**Set problem**
Which lines in the listing below contain the string "drawer"? Pick out and copy each of them, treating uppercase and lowercase letters as different.

━━━━━━

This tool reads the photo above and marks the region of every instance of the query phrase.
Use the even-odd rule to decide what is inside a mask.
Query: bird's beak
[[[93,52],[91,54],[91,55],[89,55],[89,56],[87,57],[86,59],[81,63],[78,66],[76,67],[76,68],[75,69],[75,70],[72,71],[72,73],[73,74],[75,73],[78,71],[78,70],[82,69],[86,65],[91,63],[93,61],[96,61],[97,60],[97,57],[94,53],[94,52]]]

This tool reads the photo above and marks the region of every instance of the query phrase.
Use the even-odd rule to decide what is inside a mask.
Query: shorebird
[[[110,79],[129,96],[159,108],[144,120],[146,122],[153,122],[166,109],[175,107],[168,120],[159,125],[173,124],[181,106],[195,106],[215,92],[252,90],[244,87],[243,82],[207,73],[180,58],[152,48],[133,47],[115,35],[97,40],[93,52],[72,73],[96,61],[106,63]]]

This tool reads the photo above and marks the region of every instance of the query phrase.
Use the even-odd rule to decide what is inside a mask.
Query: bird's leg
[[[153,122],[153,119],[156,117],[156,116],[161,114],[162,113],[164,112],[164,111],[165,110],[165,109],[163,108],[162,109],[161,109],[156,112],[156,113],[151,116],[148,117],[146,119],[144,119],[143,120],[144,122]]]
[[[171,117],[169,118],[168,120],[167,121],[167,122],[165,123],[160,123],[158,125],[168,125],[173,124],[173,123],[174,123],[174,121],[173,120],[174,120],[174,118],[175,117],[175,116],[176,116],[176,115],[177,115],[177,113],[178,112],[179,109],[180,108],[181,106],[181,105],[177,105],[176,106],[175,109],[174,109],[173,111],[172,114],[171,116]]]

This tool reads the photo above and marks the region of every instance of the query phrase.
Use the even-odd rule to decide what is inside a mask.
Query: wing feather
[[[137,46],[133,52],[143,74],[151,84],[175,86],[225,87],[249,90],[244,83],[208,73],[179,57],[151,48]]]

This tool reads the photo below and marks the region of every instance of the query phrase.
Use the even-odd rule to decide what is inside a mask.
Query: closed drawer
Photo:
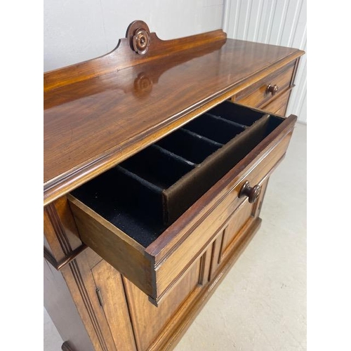
[[[265,105],[277,99],[293,86],[294,67],[295,63],[271,73],[256,84],[234,95],[232,101],[246,106],[265,108]]]
[[[263,108],[267,112],[284,116],[285,114],[291,92],[291,89],[287,90],[285,93],[280,94],[268,105],[265,105]]]
[[[187,174],[194,168],[182,168],[179,173],[176,166],[171,167],[167,164],[162,168],[161,163],[158,165],[161,169],[156,171],[153,167],[157,162],[147,159],[154,156],[152,152],[144,154],[146,160],[143,161],[137,154],[121,164],[119,166],[126,172],[121,173],[117,166],[117,169],[108,171],[68,195],[81,240],[147,293],[155,304],[186,274],[218,236],[223,223],[245,201],[245,197],[238,197],[244,183],[249,181],[253,187],[282,159],[296,119],[295,116],[287,119],[267,116],[264,112],[227,102],[208,112],[218,121],[227,119],[229,124],[246,126],[241,132],[245,142],[233,143],[236,138],[241,139],[240,133],[234,133],[217,150],[199,157],[199,161],[195,159],[204,152],[204,147],[199,147],[198,152],[193,150],[192,161],[190,161],[191,152],[177,151],[177,143],[169,141],[170,135],[153,147],[164,148],[169,157],[170,153],[173,153],[174,159],[180,157],[192,164],[199,162],[196,164],[199,164],[199,168],[208,157],[215,155],[213,163],[205,168],[208,169],[208,179],[201,173],[194,173],[193,177],[206,186],[201,185],[200,191],[197,187],[197,198],[192,197],[191,204],[186,200],[186,208],[177,212],[171,223],[164,221],[162,211],[165,204],[162,197],[160,202],[158,188],[168,189],[172,184],[183,182],[179,192],[173,194],[175,203],[181,203],[184,194],[196,187],[192,177],[186,182]],[[216,134],[210,134],[213,133],[214,126],[202,130],[202,124],[198,124],[205,121],[203,117],[190,122],[185,129],[213,140]],[[223,137],[223,131],[218,131],[217,135]],[[206,133],[206,136],[203,135]],[[218,140],[213,141],[221,143]],[[231,143],[232,149],[227,146]],[[226,147],[227,153],[221,153],[220,149]],[[216,154],[220,161],[216,159]],[[162,157],[159,159],[164,161]],[[213,168],[218,172],[213,171]],[[176,173],[177,177],[174,177]]]

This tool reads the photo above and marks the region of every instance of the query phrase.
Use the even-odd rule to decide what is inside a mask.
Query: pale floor
[[[306,350],[306,135],[271,176],[262,225],[175,351]],[[62,340],[44,309],[44,351]]]

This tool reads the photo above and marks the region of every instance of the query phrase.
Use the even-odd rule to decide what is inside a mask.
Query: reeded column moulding
[[[44,74],[44,305],[63,350],[173,348],[260,227],[303,54],[135,21]]]

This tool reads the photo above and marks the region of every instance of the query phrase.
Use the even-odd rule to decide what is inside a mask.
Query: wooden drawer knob
[[[256,202],[261,192],[261,187],[258,185],[251,187],[249,180],[246,180],[239,193],[239,197],[248,197],[249,202],[253,204]]]
[[[271,93],[272,95],[275,95],[275,93],[278,91],[279,87],[277,84],[272,86],[272,84],[268,84],[267,86],[267,93]]]

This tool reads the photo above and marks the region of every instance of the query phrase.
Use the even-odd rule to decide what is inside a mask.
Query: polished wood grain
[[[285,119],[147,248],[68,195],[81,239],[160,303],[244,201],[238,198],[243,184],[258,183],[282,160],[296,120]]]
[[[162,305],[156,307],[147,296],[124,278],[138,350],[146,350],[169,323],[179,307],[200,289],[200,260],[192,266]]]
[[[91,271],[117,351],[135,351],[121,273],[104,260]]]
[[[218,269],[213,274],[211,281],[201,289],[197,289],[196,294],[190,296],[192,298],[187,298],[181,305],[178,306],[177,313],[157,336],[152,345],[148,348],[148,351],[166,351],[173,349],[177,342],[249,244],[260,227],[260,218],[249,221],[246,228],[246,234],[242,237],[243,239],[235,248],[234,252],[232,252],[223,262],[220,269]],[[211,250],[211,246],[208,250]],[[211,257],[211,251],[206,252],[206,256]],[[208,273],[208,271],[206,272]],[[208,275],[207,276],[208,277]]]
[[[249,88],[236,94],[232,98],[232,100],[246,106],[262,108],[265,105],[274,101],[279,93],[286,91],[291,86],[294,69],[295,62],[272,73]],[[274,86],[277,87],[274,94],[267,91],[269,86],[272,88]]]
[[[135,21],[111,53],[44,74],[44,247],[55,263],[89,246],[44,263],[62,350],[172,350],[258,229],[296,117],[147,247],[69,192],[225,100],[284,114],[302,54],[220,29],[162,41]],[[254,204],[238,197],[246,181]]]
[[[262,108],[265,109],[265,111],[267,112],[284,116],[291,93],[291,89],[288,89],[282,94],[279,94],[273,101],[270,102],[267,105],[263,105]]]
[[[81,245],[65,197],[46,206],[44,217],[45,246],[57,260]],[[63,340],[69,340],[77,351],[115,351],[105,314],[99,308],[95,282],[85,251],[60,272],[47,262],[44,267],[44,306],[57,322]],[[69,327],[77,316],[77,325]],[[71,319],[71,322],[67,322],[66,318]],[[84,321],[83,329],[79,329],[79,318]],[[93,348],[89,345],[93,345]]]
[[[145,55],[135,53],[128,40],[123,43],[110,55],[46,75],[44,204],[303,53],[225,40],[221,31],[174,46],[162,41],[154,53],[152,37]],[[116,55],[129,63],[119,66]],[[154,72],[161,74],[156,79]]]

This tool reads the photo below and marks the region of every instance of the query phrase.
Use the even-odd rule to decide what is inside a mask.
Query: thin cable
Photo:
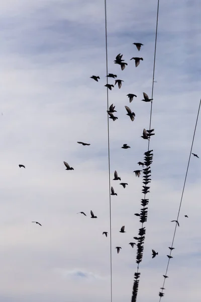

━━━━━━

**Answer**
Query: closed drawer
Query: wooden drawer knob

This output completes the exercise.